TO DO » Extract the lines from the one containing "Target: corrugated roof shed" up to and including the final line of the rows below, and reproduce each one unchanged.

>> Begin RECORD SET

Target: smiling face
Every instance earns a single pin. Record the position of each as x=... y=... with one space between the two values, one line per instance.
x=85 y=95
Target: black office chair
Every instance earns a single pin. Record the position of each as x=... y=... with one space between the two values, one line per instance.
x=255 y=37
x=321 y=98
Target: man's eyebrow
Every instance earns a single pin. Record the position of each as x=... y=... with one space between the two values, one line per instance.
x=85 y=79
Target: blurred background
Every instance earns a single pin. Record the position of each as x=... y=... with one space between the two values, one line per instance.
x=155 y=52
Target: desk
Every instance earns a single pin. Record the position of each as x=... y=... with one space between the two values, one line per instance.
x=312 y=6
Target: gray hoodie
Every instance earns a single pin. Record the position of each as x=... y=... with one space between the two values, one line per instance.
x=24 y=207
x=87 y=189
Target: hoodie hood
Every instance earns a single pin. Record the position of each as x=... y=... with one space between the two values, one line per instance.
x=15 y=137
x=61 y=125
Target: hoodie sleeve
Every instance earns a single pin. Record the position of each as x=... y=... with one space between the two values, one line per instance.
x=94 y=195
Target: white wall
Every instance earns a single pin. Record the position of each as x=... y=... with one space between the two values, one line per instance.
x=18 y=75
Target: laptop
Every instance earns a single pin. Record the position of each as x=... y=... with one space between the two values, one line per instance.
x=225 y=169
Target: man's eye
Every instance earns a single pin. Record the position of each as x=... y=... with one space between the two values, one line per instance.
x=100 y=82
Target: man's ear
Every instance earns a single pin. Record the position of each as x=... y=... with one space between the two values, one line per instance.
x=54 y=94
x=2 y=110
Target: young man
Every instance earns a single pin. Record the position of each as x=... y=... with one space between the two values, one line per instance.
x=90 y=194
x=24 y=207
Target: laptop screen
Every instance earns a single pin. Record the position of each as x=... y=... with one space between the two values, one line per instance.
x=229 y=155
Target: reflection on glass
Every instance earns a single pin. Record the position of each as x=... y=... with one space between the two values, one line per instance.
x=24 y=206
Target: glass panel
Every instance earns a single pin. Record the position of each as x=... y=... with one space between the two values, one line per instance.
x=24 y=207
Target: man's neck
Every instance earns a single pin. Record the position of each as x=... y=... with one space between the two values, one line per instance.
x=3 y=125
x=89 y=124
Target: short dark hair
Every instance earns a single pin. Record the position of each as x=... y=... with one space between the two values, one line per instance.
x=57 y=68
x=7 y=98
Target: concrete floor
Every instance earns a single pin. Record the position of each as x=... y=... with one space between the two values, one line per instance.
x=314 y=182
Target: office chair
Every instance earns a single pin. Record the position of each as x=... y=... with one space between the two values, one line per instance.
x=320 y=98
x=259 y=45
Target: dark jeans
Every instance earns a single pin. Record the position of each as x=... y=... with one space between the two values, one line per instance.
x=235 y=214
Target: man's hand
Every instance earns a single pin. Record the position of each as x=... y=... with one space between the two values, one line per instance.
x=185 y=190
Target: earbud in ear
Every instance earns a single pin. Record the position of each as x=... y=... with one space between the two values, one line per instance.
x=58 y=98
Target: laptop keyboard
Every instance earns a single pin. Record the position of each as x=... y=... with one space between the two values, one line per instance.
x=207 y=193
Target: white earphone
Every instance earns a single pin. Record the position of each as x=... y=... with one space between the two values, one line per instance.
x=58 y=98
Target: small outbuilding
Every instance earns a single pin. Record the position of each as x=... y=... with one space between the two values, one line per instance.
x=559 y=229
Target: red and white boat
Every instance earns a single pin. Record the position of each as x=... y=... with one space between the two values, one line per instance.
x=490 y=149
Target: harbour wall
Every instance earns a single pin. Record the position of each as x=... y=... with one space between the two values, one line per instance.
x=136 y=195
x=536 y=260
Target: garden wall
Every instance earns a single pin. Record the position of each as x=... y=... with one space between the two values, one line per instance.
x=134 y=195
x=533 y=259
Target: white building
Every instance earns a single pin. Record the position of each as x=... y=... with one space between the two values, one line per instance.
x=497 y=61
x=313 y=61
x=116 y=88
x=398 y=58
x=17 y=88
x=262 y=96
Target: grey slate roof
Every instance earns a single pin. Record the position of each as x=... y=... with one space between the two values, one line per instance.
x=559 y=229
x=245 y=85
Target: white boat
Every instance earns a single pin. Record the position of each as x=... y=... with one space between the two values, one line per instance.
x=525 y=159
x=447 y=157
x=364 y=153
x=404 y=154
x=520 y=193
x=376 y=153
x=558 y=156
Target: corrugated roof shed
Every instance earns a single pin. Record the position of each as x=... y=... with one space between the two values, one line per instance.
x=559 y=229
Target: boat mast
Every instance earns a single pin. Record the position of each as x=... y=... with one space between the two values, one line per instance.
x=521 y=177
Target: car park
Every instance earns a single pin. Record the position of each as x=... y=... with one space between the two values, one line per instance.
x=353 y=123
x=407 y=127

>> End RECORD SET

FULL ANSWER »
Target: corrugated roof shed
Every instance earns a single pin. Record the position of each as x=... y=... with one space between the two values, one line per instance.
x=559 y=229
Target: boat mast
Every instance earns a single pin. Record the position of each as x=... y=... with one space between the two values, one line per instance.
x=521 y=177
Target: car park
Every instance earns a single pin. Record the position of each as x=... y=... with one space between the two values, one line per instance.
x=353 y=123
x=407 y=127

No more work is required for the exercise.